◆ Potongan Teks ◆
○ ○ ○ ○ ○ ○ ○

SAMPIT | PANGKALANBUN | PALANGKA | KOTAWARINGIN | METROPOLIS | BARITO | GUMAS | DPRD SERUYAN

SAMPIT

Senin, 08 Mei 2017 16:18
Menguak Sejarah Kayu Hasang Lobahta

Menjaga Legenda Turun Temurun, Disakralkan untuk Acara Adat

RITUAL ADAT: Masyarakat Tumbang Habangoi selalu meyambut kedatangan tamu kehormatan dengan ritual Dollong Hopong atau potong pantan berupa guci khas tradisi suku Dayak Ot Danum. Kayu yang digunakan dalam ritual itu adalah hasang lobahta.(ANGGRA DWINIVO/RADAR SAMPIT)

Bagi masyarakat Desa Tumbang Habangoi, Kecamatan Petak Malai, Kabupaten Katingan, kayu hasang lobahta merupakan kayu spesial. Bahkan, hanya dimanfaatkan di saat-saat tertentu saja, seperti menggelar upacara adat. 

ANGGRA DWINIVO, Kasongan

Sekilas, kayu yang bersifat elastis dan tumbuh subur di Hutan Tumbang Habangoi itu nampak biasa-biasa saja. Bagi orang luar, kayu hasang lobahta tak lebih berharga dibandingkan jenis kayu bakar sekalipun. Kayunya juga tak cukup kuat untuk dijadikan material bangunan.

○ ○ ○ ○ ○ ○ ○

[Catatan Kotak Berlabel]
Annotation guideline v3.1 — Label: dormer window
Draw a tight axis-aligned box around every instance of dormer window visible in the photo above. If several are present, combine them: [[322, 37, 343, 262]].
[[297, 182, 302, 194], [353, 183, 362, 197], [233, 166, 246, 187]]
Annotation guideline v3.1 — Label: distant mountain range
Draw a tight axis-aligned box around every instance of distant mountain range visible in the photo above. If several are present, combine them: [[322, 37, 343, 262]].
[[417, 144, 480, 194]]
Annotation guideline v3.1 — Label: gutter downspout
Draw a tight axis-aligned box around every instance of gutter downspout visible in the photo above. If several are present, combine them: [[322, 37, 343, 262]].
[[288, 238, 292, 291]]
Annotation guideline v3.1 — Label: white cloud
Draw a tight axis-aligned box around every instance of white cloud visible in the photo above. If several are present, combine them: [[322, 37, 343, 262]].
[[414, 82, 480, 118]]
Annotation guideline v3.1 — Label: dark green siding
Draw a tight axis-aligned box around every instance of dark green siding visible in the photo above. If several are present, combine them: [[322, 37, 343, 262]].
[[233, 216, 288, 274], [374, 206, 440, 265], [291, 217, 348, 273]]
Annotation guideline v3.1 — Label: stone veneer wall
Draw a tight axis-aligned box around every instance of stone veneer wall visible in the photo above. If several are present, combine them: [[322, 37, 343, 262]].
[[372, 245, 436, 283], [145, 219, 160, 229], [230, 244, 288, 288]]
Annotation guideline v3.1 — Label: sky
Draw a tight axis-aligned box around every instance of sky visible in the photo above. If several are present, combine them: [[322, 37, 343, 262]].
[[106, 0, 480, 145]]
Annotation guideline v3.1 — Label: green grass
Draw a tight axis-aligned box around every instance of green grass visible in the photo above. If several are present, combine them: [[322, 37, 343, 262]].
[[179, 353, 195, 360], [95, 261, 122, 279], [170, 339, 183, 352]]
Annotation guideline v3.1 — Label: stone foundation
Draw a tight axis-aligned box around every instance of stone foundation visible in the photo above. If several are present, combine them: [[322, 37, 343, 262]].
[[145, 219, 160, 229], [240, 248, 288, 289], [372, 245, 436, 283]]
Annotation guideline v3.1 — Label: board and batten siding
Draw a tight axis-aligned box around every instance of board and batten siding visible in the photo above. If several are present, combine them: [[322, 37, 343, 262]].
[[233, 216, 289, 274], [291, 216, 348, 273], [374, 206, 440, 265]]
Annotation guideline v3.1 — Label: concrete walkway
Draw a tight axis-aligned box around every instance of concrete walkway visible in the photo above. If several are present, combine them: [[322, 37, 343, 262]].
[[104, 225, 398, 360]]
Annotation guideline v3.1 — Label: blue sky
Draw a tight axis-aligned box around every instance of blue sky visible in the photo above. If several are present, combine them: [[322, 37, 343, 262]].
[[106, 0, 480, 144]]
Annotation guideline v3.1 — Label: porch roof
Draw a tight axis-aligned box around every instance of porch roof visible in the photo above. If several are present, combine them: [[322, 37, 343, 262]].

○ ○ ○ ○ ○ ○ ○

◆ Tugas Dikerjakan ◆
1. Tentukan apakah setiap pernyataan berikut sesuai dengan teks tentang kayu hasang lobahta, lalu jawab ya atau tidak disertai kutipan persis dari teks yang menjadi penentunya. (a) Kayu hasang lobahta dipakai dalam ritual Dollong Hopong. (b) Kayu hasang lobahta cukup kuat untuk dijadikan material bangunan. (c) Desa Tumbang Habangoi termasuk Kecamatan Petak Malai.
2. Tolong lanjutkan teks tentang kayu hasang lobahta mulai dari kalimat sesudah bagian terakhirnya.

◆ Tugas Terjawab ◆
1.
(a) Ya: "Kayu yang digunakan dalam ritual itu adalah hasang lobahta."
(b) Tidak: "Kayunya juga tak cukup kuat untuk dijadikan material bangunan."
(c) Ya: "Desa Tumbang Habangoi, Kecamatan Petak Malai, Kabupaten Katingan"

2.
Siklus hidup tanaman itu tak sepanjang tumbuhan lainnya. Pohonnya juga mampu tumbuh lebih besar dari paha orang dewasa. Hanya hidup di sekitar bantaran sungai dan ladang masyarakat. Namun, ada cerita yang cukup melegenda mengenai kayu hasang lobahta. Hampir seluruh masyarakat Desa Tumbang Habangoi mengetahui kisahnya.

Dalam bahasa Dohoi Dayak Ot Danum, hasang merupakan sesuatu jenis tumbuhan yang kurang dimanfaatkan karena sifatnya yang mudah patah, sedangkan lobahta dapat diartikan sebagai sesosok naga. Mahluk mitologi yang dipercaya hidup di zaman dahulu.

Kepala Desa Tumbang Habangoi Yusup Roni Hunjun Huke menuturkan, berdasarkan kisah turun temurun dari leluhurnya sejak berabad-abad lalu, kayu hasang lobahta merupakan kayu yang sangat kuat. Bahkan, mengalahkan kayu besi atau ulin.

Cerita yang melegenda di hati masyarakat Tumbang Habangoi itu bermula ketika seorang pemuda pada zaman dahulu menemukan sebutir telur yang berukuran cukup besar di suatu sungai. Karena merasa tidak pernah menjumpai telur yang tak lazim tersebut, pemuda ini lantas membawanya pulang ke perkampungan.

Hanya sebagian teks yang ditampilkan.